Directions for this task -
Reproduce the following records exactly from the line containing "Task: pick out one point on every instance of the balcony" onward, ending with the last line and including it.

** BEGIN The data **

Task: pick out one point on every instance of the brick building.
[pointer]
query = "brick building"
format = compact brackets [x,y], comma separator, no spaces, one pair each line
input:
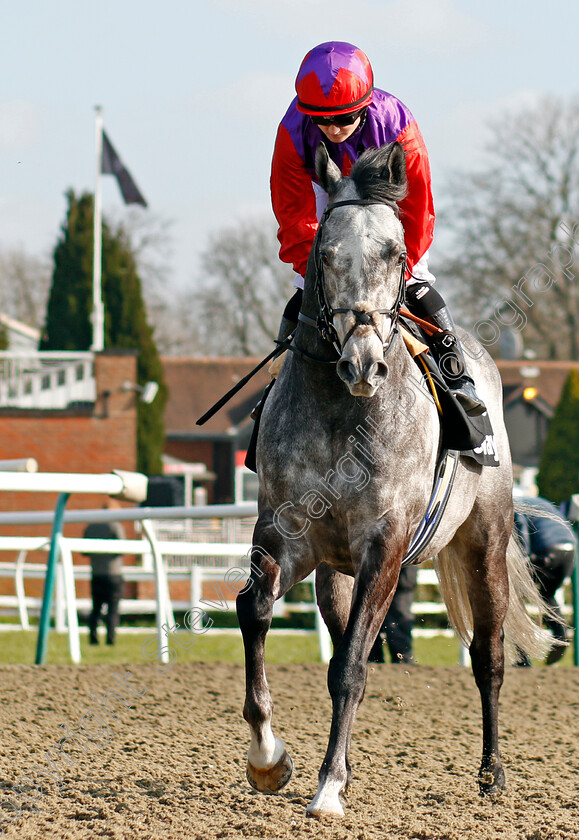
[87,424]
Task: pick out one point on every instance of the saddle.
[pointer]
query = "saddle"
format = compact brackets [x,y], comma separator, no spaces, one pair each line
[473,437]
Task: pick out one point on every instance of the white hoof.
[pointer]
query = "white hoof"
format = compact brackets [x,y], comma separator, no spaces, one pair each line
[326,803]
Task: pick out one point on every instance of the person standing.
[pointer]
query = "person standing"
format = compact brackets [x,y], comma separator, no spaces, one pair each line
[399,622]
[550,543]
[106,577]
[338,105]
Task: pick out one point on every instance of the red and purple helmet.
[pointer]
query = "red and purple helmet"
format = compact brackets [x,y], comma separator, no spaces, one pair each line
[334,78]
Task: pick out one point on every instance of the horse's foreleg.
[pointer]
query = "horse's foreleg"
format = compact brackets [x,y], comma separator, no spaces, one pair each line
[269,767]
[373,592]
[334,597]
[488,590]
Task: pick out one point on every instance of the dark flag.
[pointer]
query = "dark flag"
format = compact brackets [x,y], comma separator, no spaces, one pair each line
[112,165]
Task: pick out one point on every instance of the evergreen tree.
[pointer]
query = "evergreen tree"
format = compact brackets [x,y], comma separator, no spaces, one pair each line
[558,477]
[68,323]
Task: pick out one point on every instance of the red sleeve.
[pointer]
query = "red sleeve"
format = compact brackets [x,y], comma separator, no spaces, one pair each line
[294,203]
[417,209]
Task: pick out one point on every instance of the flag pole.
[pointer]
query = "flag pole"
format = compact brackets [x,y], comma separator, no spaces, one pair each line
[98,314]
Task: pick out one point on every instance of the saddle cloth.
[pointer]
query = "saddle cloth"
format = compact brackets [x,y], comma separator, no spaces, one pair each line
[473,437]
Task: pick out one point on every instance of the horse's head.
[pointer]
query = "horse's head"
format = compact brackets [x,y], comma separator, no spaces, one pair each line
[360,259]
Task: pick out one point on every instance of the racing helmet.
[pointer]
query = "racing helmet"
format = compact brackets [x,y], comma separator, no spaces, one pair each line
[334,78]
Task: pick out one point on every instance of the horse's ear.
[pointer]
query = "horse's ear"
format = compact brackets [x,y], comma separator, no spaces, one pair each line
[327,171]
[395,170]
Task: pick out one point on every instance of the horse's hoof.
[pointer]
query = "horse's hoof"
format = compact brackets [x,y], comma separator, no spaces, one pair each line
[271,779]
[491,781]
[327,803]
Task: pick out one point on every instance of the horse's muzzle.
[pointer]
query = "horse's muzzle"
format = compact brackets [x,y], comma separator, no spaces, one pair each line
[362,378]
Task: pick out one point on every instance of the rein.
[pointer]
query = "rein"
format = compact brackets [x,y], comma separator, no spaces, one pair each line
[324,323]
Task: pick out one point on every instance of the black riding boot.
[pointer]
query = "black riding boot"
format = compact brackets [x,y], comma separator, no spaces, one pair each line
[427,303]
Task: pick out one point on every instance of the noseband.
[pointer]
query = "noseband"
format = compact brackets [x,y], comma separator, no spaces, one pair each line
[324,322]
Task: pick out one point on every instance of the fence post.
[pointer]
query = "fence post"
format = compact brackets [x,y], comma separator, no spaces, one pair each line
[48,593]
[575,588]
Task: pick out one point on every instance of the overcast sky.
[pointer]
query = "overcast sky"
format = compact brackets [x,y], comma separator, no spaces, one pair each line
[193,90]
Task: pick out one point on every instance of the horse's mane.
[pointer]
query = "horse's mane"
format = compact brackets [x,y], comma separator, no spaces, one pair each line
[372,176]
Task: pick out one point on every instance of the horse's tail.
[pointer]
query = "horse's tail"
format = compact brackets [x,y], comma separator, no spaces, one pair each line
[522,633]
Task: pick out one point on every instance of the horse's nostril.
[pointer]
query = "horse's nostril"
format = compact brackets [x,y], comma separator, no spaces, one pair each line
[375,370]
[347,372]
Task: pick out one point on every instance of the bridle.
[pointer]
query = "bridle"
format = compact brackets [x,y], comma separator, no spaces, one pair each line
[324,322]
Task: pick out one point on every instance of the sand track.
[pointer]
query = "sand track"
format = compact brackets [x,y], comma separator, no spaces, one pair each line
[173,766]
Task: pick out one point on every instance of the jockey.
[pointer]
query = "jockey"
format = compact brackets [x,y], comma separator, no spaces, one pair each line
[337,104]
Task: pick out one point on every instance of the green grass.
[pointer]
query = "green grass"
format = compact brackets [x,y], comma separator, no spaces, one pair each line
[19,647]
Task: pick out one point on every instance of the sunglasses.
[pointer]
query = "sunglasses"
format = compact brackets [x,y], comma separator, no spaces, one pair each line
[338,119]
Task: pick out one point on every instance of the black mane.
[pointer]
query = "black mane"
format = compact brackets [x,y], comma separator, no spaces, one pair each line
[380,174]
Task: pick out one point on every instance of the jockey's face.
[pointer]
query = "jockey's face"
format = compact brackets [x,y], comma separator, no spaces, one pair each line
[339,133]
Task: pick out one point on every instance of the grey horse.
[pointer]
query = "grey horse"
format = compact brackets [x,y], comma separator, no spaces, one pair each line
[346,457]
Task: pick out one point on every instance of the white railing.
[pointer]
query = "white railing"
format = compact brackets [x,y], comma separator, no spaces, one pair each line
[46,379]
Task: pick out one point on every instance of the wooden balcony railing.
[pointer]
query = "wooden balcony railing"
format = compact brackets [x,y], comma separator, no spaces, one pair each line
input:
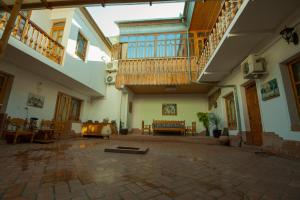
[156,71]
[228,12]
[33,36]
[158,48]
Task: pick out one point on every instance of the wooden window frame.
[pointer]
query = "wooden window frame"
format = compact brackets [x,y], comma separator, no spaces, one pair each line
[58,21]
[231,121]
[293,83]
[83,56]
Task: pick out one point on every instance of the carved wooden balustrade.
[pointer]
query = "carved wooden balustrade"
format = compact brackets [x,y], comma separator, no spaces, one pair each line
[33,36]
[228,12]
[156,71]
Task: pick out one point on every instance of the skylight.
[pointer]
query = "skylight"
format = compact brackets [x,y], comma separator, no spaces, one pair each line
[106,17]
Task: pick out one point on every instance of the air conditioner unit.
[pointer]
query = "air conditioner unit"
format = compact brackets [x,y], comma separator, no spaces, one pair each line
[253,67]
[112,66]
[110,79]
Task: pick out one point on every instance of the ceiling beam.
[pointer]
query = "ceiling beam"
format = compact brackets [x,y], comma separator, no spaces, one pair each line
[78,3]
[46,4]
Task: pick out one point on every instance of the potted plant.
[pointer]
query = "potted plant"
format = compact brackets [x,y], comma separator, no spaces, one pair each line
[224,138]
[105,120]
[215,122]
[203,117]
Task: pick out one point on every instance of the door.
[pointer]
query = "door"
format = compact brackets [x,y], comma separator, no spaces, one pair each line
[67,108]
[254,137]
[62,107]
[5,84]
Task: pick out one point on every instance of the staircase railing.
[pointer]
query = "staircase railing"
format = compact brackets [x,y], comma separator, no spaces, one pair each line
[35,37]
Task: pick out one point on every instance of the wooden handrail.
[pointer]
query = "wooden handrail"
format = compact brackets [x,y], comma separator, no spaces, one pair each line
[168,48]
[35,37]
[156,71]
[228,12]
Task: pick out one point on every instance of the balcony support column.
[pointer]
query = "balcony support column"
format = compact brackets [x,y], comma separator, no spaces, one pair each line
[10,25]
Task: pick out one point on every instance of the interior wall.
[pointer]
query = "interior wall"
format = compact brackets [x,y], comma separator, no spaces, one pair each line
[149,107]
[26,82]
[274,112]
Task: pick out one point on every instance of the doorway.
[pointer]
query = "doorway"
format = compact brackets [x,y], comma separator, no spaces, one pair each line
[5,87]
[67,108]
[254,136]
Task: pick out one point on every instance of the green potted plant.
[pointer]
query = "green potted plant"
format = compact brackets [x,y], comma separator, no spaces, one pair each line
[224,138]
[203,117]
[215,122]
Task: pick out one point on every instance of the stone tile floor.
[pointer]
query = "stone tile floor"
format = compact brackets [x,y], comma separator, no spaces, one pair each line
[80,169]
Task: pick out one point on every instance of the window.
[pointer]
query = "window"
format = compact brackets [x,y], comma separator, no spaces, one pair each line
[81,46]
[157,45]
[57,30]
[230,111]
[294,69]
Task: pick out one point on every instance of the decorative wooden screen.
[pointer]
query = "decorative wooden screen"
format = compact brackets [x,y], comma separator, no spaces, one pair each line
[230,111]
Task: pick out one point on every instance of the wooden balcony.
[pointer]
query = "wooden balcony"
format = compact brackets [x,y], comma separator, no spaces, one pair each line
[34,37]
[156,71]
[227,14]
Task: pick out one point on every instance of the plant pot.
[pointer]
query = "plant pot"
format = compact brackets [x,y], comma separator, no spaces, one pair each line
[224,140]
[217,133]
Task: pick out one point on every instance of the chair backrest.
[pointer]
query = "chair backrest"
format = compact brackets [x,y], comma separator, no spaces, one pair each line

** END The data **

Output of the exercise -
Task: pick out one point on every instance of the balcony support column.
[pointer]
query = "balcony support column"
format = compact brackets [x,y], comma separator, no spaces, one pair each line
[10,25]
Task: pick out one point on every instance of the interior wall.
[pointer]
query = "interior wall"
format = compact brackets [x,y], comma separator, no spaces, one pair each line
[149,107]
[26,82]
[274,112]
Task: pick out one point on every instance of the doorway.
[pointer]
query = "doorway"
format = compact brackets [x,y], comma separator, no spaces, one pair each line
[5,87]
[67,108]
[254,136]
Task: pick out one point on every instance of the green potted plant.
[pointer]
query = "green potted plant"
format = compact brackets [x,y], comma separator, no spaces, one pair each line
[224,138]
[203,117]
[215,122]
Task: pick out one point on every instance of the stone tile floor.
[pointer]
query = "stone tile floor"
format = compact brackets [x,y], comma separator, no spaces, one pair each line
[80,169]
Task: pick out one point on every instance of the window.
[pointer]
query = "window"
format = compact brackets [x,y], comma separator, no spaces, one pair each line
[81,46]
[157,45]
[57,30]
[230,111]
[294,69]
Task: pick out one point on every instance of the decorative wooden screen.
[pointer]
query = "decorative wooden screen"
format = compact brackets [x,y], comma separator, no spaces, one pair each line
[230,111]
Task: pick out one point on every instance of the wooden balcony.
[pointer]
query = "wooden balcony"
format = compact brackets [x,y], comma separator, no spaces, one pair each line
[34,37]
[156,71]
[227,14]
Task: pick out one point on every instance of the plant pot.
[pointer]
query = "plant pot"
format = compact brackets [x,y], comma separator, no spaces, one pair each line
[224,140]
[217,133]
Task: pick out one point on every instance of the chair backrest.
[pointer]
query = "chair backrest"
format = compact brackets [x,y], comma separator, no spaces, one pair each line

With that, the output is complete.